▶ [Task instructions]: What you need to produce from the material below is an exact transcription of the lines from the one with "TARGET: bearded man" through the one with "TARGET: cloudy sky in projected image", both included, and no other line.

Data to use section start

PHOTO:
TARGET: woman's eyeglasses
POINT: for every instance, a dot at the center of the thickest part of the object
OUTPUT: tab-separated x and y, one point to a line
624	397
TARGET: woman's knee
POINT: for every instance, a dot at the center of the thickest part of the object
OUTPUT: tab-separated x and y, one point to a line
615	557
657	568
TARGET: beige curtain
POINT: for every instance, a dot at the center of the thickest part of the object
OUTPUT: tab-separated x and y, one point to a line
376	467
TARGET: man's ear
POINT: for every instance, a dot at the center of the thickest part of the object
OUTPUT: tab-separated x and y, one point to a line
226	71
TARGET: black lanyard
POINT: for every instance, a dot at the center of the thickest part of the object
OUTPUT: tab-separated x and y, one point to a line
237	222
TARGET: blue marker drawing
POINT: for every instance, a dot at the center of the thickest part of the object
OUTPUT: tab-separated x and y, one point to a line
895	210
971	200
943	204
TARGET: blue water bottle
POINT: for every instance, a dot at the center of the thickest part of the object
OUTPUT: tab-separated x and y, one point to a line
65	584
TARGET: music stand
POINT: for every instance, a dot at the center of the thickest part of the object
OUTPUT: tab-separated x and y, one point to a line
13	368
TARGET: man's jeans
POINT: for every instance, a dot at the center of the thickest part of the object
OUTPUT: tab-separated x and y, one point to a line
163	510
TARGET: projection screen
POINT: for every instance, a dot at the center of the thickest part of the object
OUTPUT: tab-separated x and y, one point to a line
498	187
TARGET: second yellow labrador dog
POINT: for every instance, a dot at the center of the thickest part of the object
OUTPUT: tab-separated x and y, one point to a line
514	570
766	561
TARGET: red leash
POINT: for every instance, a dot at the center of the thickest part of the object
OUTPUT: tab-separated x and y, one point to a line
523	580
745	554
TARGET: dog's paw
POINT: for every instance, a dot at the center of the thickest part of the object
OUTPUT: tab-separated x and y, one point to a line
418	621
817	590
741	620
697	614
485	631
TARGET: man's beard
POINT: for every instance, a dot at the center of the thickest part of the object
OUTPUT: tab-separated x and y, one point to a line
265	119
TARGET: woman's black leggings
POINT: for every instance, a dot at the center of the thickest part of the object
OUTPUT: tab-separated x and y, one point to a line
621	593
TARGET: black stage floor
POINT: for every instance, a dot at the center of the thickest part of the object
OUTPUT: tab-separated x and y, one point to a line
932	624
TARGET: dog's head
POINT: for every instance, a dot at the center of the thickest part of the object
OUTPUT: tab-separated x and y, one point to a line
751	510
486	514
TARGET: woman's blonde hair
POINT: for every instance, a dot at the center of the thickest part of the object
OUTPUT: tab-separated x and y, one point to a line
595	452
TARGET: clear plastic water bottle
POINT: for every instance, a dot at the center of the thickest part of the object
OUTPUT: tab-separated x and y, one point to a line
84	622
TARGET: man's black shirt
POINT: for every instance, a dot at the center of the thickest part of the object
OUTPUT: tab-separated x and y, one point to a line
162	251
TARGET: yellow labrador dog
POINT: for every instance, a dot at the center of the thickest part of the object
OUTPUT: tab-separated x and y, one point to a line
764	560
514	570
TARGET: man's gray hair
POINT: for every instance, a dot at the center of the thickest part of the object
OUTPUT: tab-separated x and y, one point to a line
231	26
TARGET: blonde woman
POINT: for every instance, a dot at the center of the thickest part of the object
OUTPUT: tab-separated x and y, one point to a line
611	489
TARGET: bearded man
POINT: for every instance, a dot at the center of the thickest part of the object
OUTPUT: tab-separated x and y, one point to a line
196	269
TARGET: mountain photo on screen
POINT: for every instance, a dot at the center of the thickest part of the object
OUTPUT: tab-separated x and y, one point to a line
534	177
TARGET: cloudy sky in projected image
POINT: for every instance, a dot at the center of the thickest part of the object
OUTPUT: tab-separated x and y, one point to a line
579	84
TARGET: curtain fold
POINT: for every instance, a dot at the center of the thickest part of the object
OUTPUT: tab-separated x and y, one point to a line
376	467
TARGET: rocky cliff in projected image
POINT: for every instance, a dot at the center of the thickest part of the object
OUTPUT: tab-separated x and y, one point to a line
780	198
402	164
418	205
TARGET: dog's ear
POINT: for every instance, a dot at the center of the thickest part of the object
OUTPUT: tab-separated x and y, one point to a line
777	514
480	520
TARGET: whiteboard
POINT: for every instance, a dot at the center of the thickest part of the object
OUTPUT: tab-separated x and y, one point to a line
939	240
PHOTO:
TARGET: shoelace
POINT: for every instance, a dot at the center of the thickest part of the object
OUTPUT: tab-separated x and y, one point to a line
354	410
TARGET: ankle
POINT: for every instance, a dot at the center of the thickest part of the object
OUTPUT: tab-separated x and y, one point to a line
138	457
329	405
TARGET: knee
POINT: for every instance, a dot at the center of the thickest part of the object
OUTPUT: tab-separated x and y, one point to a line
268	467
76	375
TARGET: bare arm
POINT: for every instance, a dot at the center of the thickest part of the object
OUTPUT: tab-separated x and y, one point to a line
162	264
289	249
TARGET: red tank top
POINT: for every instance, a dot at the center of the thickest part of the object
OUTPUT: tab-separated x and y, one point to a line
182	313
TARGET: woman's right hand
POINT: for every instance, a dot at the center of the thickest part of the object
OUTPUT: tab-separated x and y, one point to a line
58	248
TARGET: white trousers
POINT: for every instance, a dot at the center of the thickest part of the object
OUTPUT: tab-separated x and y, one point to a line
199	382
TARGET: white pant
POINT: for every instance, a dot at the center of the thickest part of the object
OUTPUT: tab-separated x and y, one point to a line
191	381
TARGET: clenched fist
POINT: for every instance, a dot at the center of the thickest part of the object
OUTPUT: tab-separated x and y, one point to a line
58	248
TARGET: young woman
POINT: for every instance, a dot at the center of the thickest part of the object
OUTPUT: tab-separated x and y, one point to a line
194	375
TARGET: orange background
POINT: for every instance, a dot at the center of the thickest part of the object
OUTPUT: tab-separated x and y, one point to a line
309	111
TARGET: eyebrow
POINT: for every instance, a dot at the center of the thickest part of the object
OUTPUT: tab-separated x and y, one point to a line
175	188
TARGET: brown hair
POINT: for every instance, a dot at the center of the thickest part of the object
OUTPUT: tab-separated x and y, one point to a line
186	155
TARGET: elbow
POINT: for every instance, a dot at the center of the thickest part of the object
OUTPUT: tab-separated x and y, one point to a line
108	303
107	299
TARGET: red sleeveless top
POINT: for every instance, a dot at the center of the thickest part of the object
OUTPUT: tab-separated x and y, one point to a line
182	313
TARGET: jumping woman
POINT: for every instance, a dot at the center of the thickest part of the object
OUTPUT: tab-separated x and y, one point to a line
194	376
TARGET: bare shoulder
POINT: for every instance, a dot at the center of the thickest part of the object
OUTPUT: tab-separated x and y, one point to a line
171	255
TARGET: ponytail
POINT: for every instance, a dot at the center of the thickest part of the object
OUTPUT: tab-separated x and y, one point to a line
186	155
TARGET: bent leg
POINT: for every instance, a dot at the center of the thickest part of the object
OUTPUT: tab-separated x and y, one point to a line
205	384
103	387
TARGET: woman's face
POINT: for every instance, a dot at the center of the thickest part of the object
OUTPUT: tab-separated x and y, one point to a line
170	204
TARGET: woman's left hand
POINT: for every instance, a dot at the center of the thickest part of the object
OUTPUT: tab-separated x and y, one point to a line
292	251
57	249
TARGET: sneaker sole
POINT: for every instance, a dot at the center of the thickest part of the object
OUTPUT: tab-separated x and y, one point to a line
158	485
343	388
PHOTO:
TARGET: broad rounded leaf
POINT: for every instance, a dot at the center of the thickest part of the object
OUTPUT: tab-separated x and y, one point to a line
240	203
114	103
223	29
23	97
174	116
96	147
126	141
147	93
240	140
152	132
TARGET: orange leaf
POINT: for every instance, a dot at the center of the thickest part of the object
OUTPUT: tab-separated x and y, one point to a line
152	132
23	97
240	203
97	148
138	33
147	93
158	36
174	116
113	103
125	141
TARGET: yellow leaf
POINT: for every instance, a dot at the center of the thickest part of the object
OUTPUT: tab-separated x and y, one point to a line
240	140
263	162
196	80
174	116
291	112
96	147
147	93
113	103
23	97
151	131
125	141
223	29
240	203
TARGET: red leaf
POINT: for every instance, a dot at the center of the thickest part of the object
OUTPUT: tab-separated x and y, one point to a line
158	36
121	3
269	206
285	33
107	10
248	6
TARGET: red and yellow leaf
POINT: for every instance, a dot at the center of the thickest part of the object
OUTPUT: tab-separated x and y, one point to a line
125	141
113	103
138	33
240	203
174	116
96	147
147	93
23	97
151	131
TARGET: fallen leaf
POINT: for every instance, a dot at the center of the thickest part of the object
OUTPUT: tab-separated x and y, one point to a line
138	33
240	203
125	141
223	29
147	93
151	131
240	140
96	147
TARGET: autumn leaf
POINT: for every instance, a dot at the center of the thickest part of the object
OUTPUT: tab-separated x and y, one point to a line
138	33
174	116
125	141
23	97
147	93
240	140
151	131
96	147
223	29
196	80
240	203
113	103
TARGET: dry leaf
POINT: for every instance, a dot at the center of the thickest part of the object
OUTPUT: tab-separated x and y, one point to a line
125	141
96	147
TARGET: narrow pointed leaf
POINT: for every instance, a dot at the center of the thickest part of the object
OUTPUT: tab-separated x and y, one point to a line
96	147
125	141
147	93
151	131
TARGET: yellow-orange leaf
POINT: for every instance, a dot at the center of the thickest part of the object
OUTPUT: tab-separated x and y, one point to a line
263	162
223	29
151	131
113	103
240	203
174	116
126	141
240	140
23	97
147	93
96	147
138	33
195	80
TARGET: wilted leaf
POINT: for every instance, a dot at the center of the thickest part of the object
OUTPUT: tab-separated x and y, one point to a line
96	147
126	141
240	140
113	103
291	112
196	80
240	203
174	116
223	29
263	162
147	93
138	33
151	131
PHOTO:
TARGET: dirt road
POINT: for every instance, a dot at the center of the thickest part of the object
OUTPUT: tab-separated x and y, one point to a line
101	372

Data to use section end

▶ [Exercise result]:
TARGET: bearded man
POINT: for every instance, a dot at the center of the thickest part of the object
OUTPUT: tab-separated x and y, one point to a line
196	269
TARGET: mountain photo on screen
POINT: for every instance, a dot at the center of the thickest part of the object
OUTPUT: tab-separated x and y, one point to a line
534	177
TARGET: cloudy sky in projected image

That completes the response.